◆ Фрагмент текста
'''
Я спросила: как это он не владеет русским языком, ведь все в Польше, на его родине, знают русский. Он сказал, что русский язык учат в школе, а он с родителями прибыл в страну маленьким ребенком. Он добавил, что начал изучать русский с частной учительницей.
По-моему, он питал «миссионерские» намерения относительно меня. Он думал, что нужно преподать мне идеологический урок, но в ходе беседы убедился, что в этом нет надобности. Он пожелал мне успехов в журналистской работе, а я пожелала ему победы на предстоящих выборах.
После этой встречи я несколько раз получала от него приглашения на небольшие мероприятия, которые он организовывал. Никаких телохранителей вокруг не было видно, у входа не было оборонной проверки. Этой близости пришел конец с убийством главы правительства Рабина; сокровище нашей общественной жизни, непосредственное общение политических деятелей с народом, было непоправимо разрушено.
В заключение рассказа о моих встречах с двумя большими лидерами упомяну о встрече группы журналистов русскоязычной прессы с Ицхаком Рабином в 1992 году, когда он вторично стал главой правительства. Это были дни большой алии из всех частей распавшегося Советского Союза. Рабин хотел, по-видимому, пощупать пульс этой алии, проверить, насколько верно мнение, что большая часть репатриантов придерживается правой ориентации. Я была единственной репатрианткой 70-х годов среди участников, все остальные были люди новой алии.
'''
◆ Подписи к фотографиям с рамками
'''
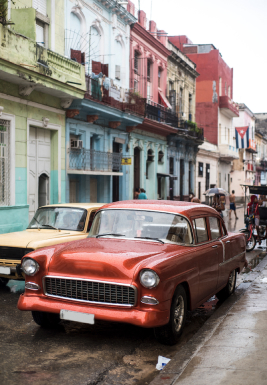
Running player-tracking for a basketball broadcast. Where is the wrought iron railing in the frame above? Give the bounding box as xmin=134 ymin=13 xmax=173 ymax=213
xmin=146 ymin=99 xmax=178 ymax=128
xmin=85 ymin=76 xmax=146 ymax=116
xmin=68 ymin=148 xmax=122 ymax=172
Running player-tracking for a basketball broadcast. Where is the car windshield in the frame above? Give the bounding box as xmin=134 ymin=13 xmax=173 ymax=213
xmin=28 ymin=207 xmax=87 ymax=231
xmin=89 ymin=209 xmax=192 ymax=244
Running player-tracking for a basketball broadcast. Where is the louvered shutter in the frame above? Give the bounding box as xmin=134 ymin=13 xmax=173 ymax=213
xmin=32 ymin=0 xmax=47 ymax=16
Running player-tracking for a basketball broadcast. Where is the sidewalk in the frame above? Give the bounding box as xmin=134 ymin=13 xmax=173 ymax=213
xmin=151 ymin=257 xmax=267 ymax=385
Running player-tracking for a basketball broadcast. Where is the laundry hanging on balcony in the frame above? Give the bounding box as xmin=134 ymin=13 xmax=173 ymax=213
xmin=158 ymin=88 xmax=172 ymax=109
xmin=235 ymin=126 xmax=249 ymax=148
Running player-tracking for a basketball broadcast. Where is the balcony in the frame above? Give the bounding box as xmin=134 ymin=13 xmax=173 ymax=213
xmin=67 ymin=148 xmax=123 ymax=175
xmin=146 ymin=99 xmax=178 ymax=128
xmin=0 ymin=25 xmax=85 ymax=99
xmin=85 ymin=76 xmax=146 ymax=117
xmin=219 ymin=144 xmax=239 ymax=162
xmin=219 ymin=96 xmax=239 ymax=118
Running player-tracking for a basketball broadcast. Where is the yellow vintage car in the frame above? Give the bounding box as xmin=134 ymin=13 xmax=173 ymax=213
xmin=0 ymin=203 xmax=104 ymax=286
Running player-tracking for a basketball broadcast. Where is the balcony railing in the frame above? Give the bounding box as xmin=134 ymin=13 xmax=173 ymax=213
xmin=68 ymin=148 xmax=122 ymax=172
xmin=219 ymin=96 xmax=239 ymax=118
xmin=146 ymin=99 xmax=178 ymax=128
xmin=85 ymin=76 xmax=146 ymax=116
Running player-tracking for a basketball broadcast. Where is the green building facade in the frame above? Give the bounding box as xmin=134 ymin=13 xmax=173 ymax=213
xmin=0 ymin=0 xmax=85 ymax=233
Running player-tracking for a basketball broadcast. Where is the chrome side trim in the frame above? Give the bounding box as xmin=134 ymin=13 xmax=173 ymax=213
xmin=25 ymin=282 xmax=41 ymax=290
xmin=219 ymin=239 xmax=225 ymax=266
xmin=42 ymin=275 xmax=137 ymax=308
xmin=140 ymin=295 xmax=159 ymax=306
xmin=219 ymin=251 xmax=246 ymax=266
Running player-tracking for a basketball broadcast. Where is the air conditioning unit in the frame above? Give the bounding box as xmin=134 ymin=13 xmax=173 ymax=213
xmin=70 ymin=140 xmax=83 ymax=149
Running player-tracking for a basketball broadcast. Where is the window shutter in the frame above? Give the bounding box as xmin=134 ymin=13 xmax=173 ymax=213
xmin=70 ymin=49 xmax=82 ymax=63
xmin=92 ymin=60 xmax=102 ymax=75
xmin=101 ymin=64 xmax=108 ymax=78
xmin=115 ymin=65 xmax=121 ymax=80
xmin=32 ymin=0 xmax=47 ymax=16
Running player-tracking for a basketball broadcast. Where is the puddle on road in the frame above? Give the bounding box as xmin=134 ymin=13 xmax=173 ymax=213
xmin=241 ymin=254 xmax=265 ymax=274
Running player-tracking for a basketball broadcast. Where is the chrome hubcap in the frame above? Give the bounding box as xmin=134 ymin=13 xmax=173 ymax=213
xmin=228 ymin=270 xmax=235 ymax=293
xmin=173 ymin=295 xmax=184 ymax=332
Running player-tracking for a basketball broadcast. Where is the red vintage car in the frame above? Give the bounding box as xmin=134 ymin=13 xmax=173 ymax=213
xmin=18 ymin=200 xmax=246 ymax=345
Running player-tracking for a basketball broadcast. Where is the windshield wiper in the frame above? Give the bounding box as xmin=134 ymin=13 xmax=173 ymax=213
xmin=96 ymin=233 xmax=125 ymax=238
xmin=27 ymin=217 xmax=42 ymax=230
xmin=41 ymin=224 xmax=59 ymax=231
xmin=134 ymin=237 xmax=164 ymax=245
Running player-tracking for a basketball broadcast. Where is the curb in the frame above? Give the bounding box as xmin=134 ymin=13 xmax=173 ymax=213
xmin=149 ymin=253 xmax=267 ymax=385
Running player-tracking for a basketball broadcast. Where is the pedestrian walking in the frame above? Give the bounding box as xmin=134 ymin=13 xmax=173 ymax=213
xmin=138 ymin=188 xmax=147 ymax=199
xmin=229 ymin=190 xmax=238 ymax=220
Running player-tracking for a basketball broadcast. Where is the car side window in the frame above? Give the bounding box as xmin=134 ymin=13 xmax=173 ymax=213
xmin=193 ymin=218 xmax=209 ymax=243
xmin=87 ymin=211 xmax=96 ymax=233
xmin=209 ymin=217 xmax=222 ymax=240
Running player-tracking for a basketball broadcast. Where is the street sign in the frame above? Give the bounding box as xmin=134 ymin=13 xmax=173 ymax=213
xmin=121 ymin=158 xmax=132 ymax=166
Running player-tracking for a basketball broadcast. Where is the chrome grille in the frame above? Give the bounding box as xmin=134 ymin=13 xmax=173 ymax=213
xmin=44 ymin=277 xmax=136 ymax=306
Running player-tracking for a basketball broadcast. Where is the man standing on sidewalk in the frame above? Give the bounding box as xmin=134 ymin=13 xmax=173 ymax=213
xmin=229 ymin=190 xmax=238 ymax=220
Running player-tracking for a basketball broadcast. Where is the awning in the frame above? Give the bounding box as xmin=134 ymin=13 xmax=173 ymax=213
xmin=157 ymin=172 xmax=178 ymax=180
xmin=158 ymin=88 xmax=172 ymax=109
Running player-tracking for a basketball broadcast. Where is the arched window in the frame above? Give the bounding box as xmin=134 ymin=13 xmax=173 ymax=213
xmin=158 ymin=151 xmax=164 ymax=163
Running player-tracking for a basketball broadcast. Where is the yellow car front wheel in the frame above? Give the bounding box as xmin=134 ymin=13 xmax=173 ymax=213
xmin=0 ymin=277 xmax=9 ymax=287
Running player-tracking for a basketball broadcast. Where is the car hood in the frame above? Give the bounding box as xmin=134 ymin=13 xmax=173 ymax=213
xmin=0 ymin=229 xmax=85 ymax=249
xmin=49 ymin=238 xmax=168 ymax=283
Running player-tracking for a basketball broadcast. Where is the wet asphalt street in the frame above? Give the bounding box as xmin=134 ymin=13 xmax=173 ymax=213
xmin=0 ymin=209 xmax=266 ymax=385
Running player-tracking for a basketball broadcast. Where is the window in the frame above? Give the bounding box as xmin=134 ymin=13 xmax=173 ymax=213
xmin=134 ymin=80 xmax=138 ymax=92
xmin=193 ymin=218 xmax=209 ymax=243
xmin=134 ymin=51 xmax=139 ymax=74
xmin=158 ymin=151 xmax=164 ymax=163
xmin=198 ymin=162 xmax=203 ymax=176
xmin=0 ymin=119 xmax=10 ymax=206
xmin=115 ymin=65 xmax=121 ymax=80
xmin=147 ymin=60 xmax=151 ymax=82
xmin=170 ymin=158 xmax=174 ymax=175
xmin=32 ymin=0 xmax=47 ymax=16
xmin=158 ymin=69 xmax=162 ymax=87
xmin=36 ymin=20 xmax=45 ymax=46
xmin=188 ymin=94 xmax=193 ymax=121
xmin=205 ymin=163 xmax=210 ymax=190
xmin=32 ymin=0 xmax=50 ymax=48
xmin=209 ymin=217 xmax=221 ymax=239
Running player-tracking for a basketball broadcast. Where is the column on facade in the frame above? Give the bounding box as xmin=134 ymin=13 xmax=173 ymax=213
xmin=154 ymin=143 xmax=159 ymax=199
xmin=127 ymin=136 xmax=134 ymax=199
xmin=141 ymin=140 xmax=147 ymax=190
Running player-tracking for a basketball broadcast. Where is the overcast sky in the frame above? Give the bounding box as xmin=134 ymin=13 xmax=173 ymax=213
xmin=132 ymin=0 xmax=267 ymax=113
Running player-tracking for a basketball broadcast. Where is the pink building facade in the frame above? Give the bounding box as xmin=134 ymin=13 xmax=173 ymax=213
xmin=128 ymin=1 xmax=171 ymax=108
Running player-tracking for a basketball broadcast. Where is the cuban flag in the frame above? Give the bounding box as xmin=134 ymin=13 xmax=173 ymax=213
xmin=235 ymin=126 xmax=249 ymax=148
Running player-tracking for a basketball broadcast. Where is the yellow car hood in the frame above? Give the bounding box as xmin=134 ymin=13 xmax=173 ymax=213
xmin=0 ymin=229 xmax=85 ymax=249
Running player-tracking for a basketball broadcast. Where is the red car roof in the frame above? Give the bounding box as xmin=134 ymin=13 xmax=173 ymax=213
xmin=100 ymin=199 xmax=218 ymax=217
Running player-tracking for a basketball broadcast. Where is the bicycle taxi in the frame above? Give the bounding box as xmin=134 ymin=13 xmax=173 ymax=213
xmin=240 ymin=184 xmax=267 ymax=251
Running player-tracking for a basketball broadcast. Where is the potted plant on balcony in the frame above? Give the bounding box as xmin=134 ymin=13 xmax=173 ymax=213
xmin=0 ymin=0 xmax=15 ymax=25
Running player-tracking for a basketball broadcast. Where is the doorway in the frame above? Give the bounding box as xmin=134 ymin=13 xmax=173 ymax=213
xmin=134 ymin=147 xmax=140 ymax=195
xmin=112 ymin=142 xmax=121 ymax=202
xmin=180 ymin=159 xmax=184 ymax=201
xmin=38 ymin=174 xmax=49 ymax=207
xmin=28 ymin=127 xmax=51 ymax=220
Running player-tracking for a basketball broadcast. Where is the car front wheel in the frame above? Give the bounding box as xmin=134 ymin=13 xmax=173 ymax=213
xmin=32 ymin=311 xmax=60 ymax=328
xmin=154 ymin=285 xmax=187 ymax=345
xmin=0 ymin=277 xmax=9 ymax=287
xmin=216 ymin=270 xmax=236 ymax=301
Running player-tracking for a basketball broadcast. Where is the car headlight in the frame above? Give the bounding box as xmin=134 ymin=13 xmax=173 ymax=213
xmin=21 ymin=258 xmax=39 ymax=275
xmin=140 ymin=269 xmax=160 ymax=289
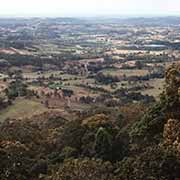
'''
◆ Задания
• a. В каком году, согласно отрывку воспоминаний о встречах с политиками, состоялась встреча группы журналистов русскоязычной прессы с Ицхаком Рабином?
• b. Напишите продолжение отрывка воспоминаний о встречах с политиками, начиная сразу после его последнего предложения.
Эти записи взяты из другого источника.

◆ Ответы
• a. В 1992 году.

• b.
На встрече царил порядок, напоминавший военный. Вместо общей беседы, в которой участники перебивают друг друга и никто не слушает остальных, Рабин установил строгую очередность в выступлениях. По сути дела, это не были выступления, а вопросы, задаваемые главе правительства.
Когда подошла моя очередь, я спросила, почему правительство не возвращается к прежней политике абсорбции, действовавшей при правительстве Голды Меир и его первом правительстве. Особенно волновал меня вопрос о жилье: при прежней политике строились дома по заказу правительства и квартиры в них предоставлялись репатриантам при посредничестве компаний «Амидар» и «Амигур». «Маленький Израиль с двумя миллионами жителей был в состоянии обеспечить репатриантов жильем. Сегодняшний Израиль, в несколько раз более богатый, с населением в пять миллионов, не может себе этого позволить? – спросила я. – Выбрасывание репатриантов на свободный рынок ввели правительства Ликуда. Я была уверена, что правительство с вами во главе вернется к организованному строительству жилья для олим. Я писала статьи в таком духе. Теперь получается, что я обманывала читателей!»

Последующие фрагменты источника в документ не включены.